YOUR GOAL
From the first line to the last, restate the material word for word; pictures stay out.

Content starts

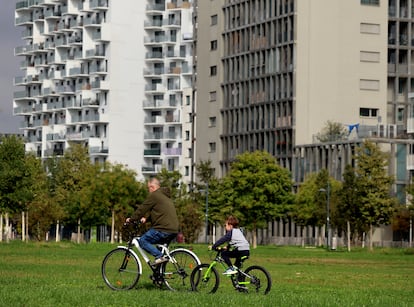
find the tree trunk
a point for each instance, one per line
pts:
(1, 227)
(27, 226)
(78, 236)
(57, 231)
(363, 239)
(348, 226)
(23, 228)
(254, 237)
(7, 228)
(302, 238)
(371, 245)
(113, 226)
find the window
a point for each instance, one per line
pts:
(213, 20)
(213, 45)
(213, 70)
(369, 28)
(369, 85)
(367, 112)
(368, 56)
(212, 121)
(213, 96)
(370, 2)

Content ends

WRITTEN REPLY
find the tree trunk
a point for each instance, one per line
pts:
(1, 227)
(27, 226)
(78, 236)
(57, 231)
(363, 239)
(348, 226)
(23, 228)
(254, 237)
(7, 228)
(302, 238)
(371, 245)
(113, 226)
find the window
a point for each instance, one per line
pts:
(213, 20)
(213, 45)
(213, 70)
(369, 28)
(369, 85)
(367, 112)
(368, 56)
(212, 121)
(213, 96)
(370, 2)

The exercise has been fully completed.